## start DATASET

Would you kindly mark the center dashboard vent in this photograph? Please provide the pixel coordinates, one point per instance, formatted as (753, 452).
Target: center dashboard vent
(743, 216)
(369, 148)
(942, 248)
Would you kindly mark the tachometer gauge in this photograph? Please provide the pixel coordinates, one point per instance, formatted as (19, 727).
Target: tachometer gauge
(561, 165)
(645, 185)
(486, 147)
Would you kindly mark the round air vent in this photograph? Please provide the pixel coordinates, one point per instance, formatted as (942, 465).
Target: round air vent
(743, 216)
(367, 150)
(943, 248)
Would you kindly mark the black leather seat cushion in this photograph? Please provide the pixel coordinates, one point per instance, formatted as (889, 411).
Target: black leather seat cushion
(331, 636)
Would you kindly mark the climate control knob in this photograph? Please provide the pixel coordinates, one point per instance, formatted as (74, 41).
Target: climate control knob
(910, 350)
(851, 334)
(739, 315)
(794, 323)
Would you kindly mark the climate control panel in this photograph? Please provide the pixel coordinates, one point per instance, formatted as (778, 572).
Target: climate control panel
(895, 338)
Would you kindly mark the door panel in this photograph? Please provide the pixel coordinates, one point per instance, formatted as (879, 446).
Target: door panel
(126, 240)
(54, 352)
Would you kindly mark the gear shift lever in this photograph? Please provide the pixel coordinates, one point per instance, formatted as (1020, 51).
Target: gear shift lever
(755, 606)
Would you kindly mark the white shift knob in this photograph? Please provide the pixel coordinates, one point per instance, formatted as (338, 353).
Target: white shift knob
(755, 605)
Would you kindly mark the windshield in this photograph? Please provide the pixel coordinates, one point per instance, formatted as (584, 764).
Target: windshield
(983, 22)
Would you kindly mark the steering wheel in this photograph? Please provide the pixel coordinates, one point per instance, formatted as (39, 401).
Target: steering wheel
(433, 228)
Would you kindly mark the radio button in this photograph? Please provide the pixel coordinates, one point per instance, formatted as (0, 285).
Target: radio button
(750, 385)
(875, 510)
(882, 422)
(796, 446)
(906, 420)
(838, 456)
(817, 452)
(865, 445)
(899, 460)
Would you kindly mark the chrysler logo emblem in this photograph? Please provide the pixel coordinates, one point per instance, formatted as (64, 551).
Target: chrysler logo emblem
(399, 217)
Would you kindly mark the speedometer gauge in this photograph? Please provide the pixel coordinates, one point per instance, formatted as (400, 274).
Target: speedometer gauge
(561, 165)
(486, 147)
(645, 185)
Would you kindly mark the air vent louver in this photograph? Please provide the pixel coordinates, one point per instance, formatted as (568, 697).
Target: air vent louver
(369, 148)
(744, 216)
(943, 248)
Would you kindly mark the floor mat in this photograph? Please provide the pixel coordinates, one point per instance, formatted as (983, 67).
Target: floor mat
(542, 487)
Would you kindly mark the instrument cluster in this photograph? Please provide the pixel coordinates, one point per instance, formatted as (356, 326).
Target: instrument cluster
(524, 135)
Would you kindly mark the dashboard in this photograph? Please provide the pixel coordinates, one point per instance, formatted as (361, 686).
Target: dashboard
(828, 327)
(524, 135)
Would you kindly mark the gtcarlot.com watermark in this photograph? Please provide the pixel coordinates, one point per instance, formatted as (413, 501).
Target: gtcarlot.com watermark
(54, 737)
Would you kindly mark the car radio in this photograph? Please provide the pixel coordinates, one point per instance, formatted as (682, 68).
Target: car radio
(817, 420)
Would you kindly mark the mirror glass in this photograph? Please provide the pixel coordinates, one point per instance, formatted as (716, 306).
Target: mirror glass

## end DATASET

# [EXERCISE OBJECTIVE]
Rewrite all of the lines above, putting "pixel positions" in place of each "pixel coordinates" and keeping everything else the same.

# [SOLUTION TO THIS EXERCISE]
Would you kindly mark the center dashboard vent in this photograph? Please provide the pixel positions, one point per instance, formatted as (753, 452).
Target: center dashboard vent
(743, 216)
(369, 148)
(942, 248)
Would you kindly mark the tachometer gauge in this photograph? Please provide the pixel positions, one point per instance, formatted as (19, 727).
Target: tachometer gauge
(561, 165)
(645, 185)
(486, 147)
Would you kindly mark the round air vent in this photograph? Please provide the pixel positions, one point per instance, formatted as (942, 465).
Target: round air vent
(743, 216)
(367, 150)
(943, 248)
Would you kindly mark the black leather seat cushion in this photograph? Please provide the pixel positions, one point per instance, formatted as (889, 411).
Target: black leather seat cushion
(331, 636)
Would you kindly mark the climate control knob in this photograph? Please provide the pixel positions, one point per instance, formatted as (74, 41).
Target: climate control knob
(910, 350)
(851, 334)
(739, 315)
(794, 323)
Would you kindly mark the climate control panel in this photograph? Please provide the pixel positions, one point per instance, formatted as (778, 572).
Target: climate control panel
(895, 338)
Would you kindly mark the door panel in this photograph? Please provide the pixel positions, one point per instance, formatted as (879, 446).
Target: door panel
(126, 240)
(54, 352)
Would you kindly mark the gear shift lever in this photograph? Please provide the pixel positions, one point per instance, formatted as (1020, 51).
Target: gear shift lever
(755, 606)
Would you kindly mark the white shift knob in this photograph? Please provide the pixel positions, one point per instance, formatted as (338, 353).
Target: white shift knob
(755, 605)
Would you kindly mark the windshield in this photograph? Please provide the pixel positions, one point per instance, formatted as (584, 764).
Target: windshield
(983, 22)
Would you kindly mark the steering wheel in this photograph? Please provide the pixel positions, one point per instance, formatted as (39, 401).
Target: steering wheel
(433, 228)
Would you kindly mark the radio button in this photograph? Please provide the pixel positions, one point per instance, formatted as (0, 285).
Target: radio button
(750, 385)
(875, 510)
(882, 422)
(796, 446)
(906, 420)
(838, 456)
(817, 452)
(865, 445)
(899, 460)
Would you kindly mark the chrysler logo emblem in this photograph? Please provide the pixel positions, one point per instance, formatted as (64, 551).
Target: chrysler logo emblem
(399, 217)
Would you kindly mark the speedometer gauge in this photograph? Please provide the pixel positions, one point per instance, formatted as (400, 274).
Target: speedometer gauge
(561, 165)
(486, 147)
(645, 185)
Would you kindly mark the air vent louver in this photograph? Please provide the pixel positions, one point per instance, formatted as (568, 697).
Target: air vent louver
(369, 148)
(744, 216)
(943, 248)
Would you kindly mark the floor mat in this photograph? Please provide the pixel positions, one point per instance, formatted as (983, 67).
Target: floor mat
(542, 487)
Would you kindly mark the instrument cluster in this photograph? Please provide the pixel positions, one point per instance, formatted as (356, 326).
Target: instrument cluster
(524, 135)
Would you kindly mark the dashboard in this photograph? Please provide the pixel positions, one point per instance, formatted as (361, 686).
Target: dashboard
(828, 327)
(524, 135)
Would you kindly mark the gtcarlot.com watermark in this photograph? Please provide the pixel positions, one point per instance, formatted as (413, 501).
Target: gtcarlot.com watermark
(54, 737)
Would you kindly mark the car radio in this photograph? Please provide the pixel positions, one point per instance, formatted as (682, 68).
Target: car radio
(817, 420)
Would you kindly mark the mirror glass in this photograph? Please provide the pixel positions, one point per instance, formatted as (716, 306).
Target: mirror glass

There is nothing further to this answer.